Task material start

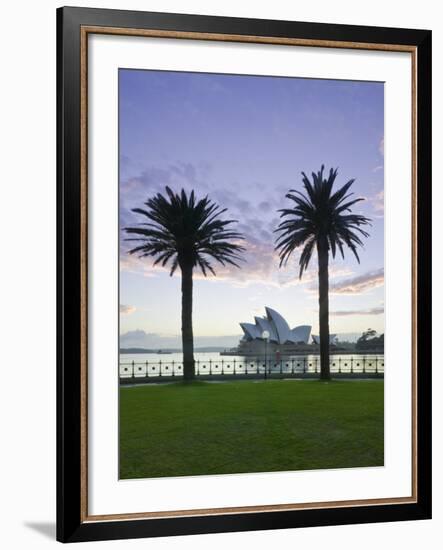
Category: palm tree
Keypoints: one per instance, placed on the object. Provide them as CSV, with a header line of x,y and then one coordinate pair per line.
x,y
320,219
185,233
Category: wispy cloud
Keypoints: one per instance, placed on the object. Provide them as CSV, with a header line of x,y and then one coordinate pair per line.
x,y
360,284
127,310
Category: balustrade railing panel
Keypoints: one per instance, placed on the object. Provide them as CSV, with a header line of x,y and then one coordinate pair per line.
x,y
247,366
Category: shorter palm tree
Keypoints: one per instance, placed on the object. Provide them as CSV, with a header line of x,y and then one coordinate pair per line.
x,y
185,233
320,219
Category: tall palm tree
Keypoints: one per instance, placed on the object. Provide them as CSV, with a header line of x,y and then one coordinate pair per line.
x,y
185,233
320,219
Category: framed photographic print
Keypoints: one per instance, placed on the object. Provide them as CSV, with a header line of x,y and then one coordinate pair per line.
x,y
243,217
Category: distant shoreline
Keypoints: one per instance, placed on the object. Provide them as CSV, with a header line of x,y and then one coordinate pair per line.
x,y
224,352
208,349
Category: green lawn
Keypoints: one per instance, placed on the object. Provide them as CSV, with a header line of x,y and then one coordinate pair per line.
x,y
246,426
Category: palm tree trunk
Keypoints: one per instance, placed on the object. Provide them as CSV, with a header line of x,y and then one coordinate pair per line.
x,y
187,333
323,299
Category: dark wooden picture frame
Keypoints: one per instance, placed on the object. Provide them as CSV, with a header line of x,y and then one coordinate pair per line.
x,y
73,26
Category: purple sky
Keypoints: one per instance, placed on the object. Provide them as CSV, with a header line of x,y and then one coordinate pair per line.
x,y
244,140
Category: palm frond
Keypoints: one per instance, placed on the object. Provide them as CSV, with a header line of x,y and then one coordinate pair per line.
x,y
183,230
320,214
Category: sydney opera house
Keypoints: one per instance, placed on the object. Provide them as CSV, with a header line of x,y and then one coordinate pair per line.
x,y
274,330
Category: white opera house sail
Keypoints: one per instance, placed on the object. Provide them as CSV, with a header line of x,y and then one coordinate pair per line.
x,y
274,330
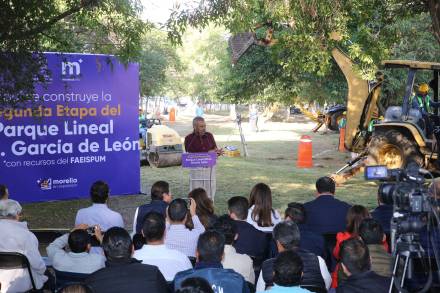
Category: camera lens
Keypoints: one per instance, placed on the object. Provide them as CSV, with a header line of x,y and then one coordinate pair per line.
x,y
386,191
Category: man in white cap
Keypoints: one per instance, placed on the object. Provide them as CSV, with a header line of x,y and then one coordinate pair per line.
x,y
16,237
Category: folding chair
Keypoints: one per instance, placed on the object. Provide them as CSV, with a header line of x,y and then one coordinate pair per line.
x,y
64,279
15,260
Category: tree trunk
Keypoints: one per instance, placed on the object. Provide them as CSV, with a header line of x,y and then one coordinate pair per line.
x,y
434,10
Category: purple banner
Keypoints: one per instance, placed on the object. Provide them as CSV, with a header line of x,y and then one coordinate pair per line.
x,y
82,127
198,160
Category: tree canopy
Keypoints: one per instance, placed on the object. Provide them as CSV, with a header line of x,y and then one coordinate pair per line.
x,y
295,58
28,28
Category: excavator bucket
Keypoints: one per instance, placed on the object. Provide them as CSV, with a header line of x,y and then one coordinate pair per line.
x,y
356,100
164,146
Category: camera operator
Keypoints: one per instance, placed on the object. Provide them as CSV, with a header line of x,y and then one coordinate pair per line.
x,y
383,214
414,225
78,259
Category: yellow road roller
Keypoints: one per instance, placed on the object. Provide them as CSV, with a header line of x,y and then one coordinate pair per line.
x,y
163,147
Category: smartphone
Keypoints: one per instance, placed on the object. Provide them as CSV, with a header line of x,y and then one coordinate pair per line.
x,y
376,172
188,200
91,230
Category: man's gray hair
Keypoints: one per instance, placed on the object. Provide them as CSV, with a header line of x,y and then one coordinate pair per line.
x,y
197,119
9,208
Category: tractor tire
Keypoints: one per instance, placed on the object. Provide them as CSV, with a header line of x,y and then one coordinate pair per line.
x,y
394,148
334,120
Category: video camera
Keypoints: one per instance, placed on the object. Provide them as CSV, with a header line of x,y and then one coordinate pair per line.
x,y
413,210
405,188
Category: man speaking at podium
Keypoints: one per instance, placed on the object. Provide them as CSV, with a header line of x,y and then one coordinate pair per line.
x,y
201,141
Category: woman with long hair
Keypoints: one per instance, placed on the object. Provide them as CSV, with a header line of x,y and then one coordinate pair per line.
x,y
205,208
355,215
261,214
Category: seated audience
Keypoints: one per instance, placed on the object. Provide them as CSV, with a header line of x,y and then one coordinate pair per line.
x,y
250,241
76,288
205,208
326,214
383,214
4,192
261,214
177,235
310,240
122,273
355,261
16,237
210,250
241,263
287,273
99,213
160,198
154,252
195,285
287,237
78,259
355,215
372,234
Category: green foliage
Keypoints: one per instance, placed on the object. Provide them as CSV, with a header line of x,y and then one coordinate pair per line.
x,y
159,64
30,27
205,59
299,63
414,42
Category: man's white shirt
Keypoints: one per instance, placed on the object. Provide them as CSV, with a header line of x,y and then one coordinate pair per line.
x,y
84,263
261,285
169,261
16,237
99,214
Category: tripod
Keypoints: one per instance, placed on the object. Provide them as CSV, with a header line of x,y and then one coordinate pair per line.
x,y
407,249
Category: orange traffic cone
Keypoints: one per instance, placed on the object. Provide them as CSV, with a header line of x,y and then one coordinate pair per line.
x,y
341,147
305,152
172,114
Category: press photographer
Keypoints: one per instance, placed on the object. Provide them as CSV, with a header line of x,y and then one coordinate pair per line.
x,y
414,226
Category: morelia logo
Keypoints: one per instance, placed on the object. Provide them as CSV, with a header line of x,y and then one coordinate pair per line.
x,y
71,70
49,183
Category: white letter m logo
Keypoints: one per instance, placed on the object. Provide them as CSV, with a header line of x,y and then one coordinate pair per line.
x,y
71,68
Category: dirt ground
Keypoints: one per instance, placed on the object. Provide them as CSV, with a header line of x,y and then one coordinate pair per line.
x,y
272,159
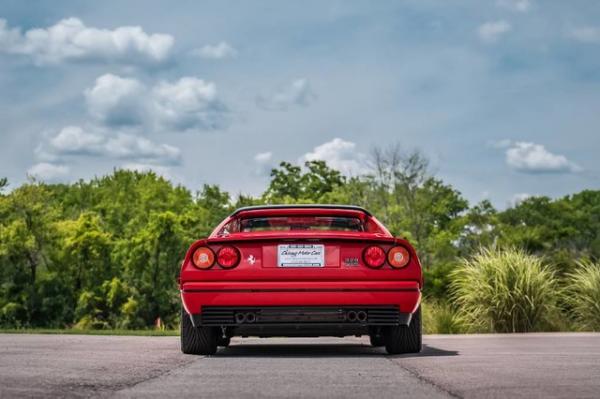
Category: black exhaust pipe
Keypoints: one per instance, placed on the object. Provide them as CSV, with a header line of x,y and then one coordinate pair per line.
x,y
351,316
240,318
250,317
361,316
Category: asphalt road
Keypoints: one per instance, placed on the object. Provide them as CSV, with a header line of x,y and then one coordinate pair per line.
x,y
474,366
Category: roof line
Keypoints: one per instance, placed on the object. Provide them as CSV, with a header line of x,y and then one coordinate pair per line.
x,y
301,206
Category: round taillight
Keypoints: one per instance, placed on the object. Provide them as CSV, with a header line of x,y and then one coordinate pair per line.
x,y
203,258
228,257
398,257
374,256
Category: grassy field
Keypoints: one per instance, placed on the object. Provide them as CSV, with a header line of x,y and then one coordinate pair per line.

Task material end

### To do
Copy exactly, please, the lines that run from the line holding "Category: press photographer" through the closing line of the material above, omitting every picture.

### Full response
Category: press photographer
Keypoints: one per instance, placed on the object. Provide them as CSV, with a header line of x,y and then one coordinate pair per line.
x,y
414,226
Category: morelia logo
Keypoints: one per instance, placed on the object. Provide them as CSV, with a header line of x,y and then one coordinate pair per line.
x,y
71,70
49,183
Category: white letter m logo
Keypoints: one per instance, placed on the object. Provide them as CSV, with a header line of x,y and then one coordinate pair per line.
x,y
71,68
Category: dirt ground
Keypoints: one per instance, placed on the object. Provide them as CSV, with a header line of x,y and then one coordinate pair per line.
x,y
272,159
Category: black exhaust pipe
Keypoints: one per instance, placed on the object. Provide them as CSV, with a header line of x,y and then one coordinate pair per line.
x,y
351,316
240,318
250,317
361,316
Category: asphalt road
Keypoints: one per instance, placed on the object. Provide them as CSV, with a header line of x,y and then one coordinate pair per line.
x,y
474,366
Category: roof line
Keypoints: one per instance, placed on the object. Provide them as CSV, with a header line of x,y and then one coordinate pair per line.
x,y
301,206
Category: round taillight
Keypoints: one per instance, placed on the object. Provide them as CSV, with a header line of x,y and then one coordinate pair per line.
x,y
203,258
228,257
398,257
374,256
Category: grassy field
Keypoints: one per instance, placed on the object. Provide them as CSV, with a header line of x,y and then one coordinate pair per line.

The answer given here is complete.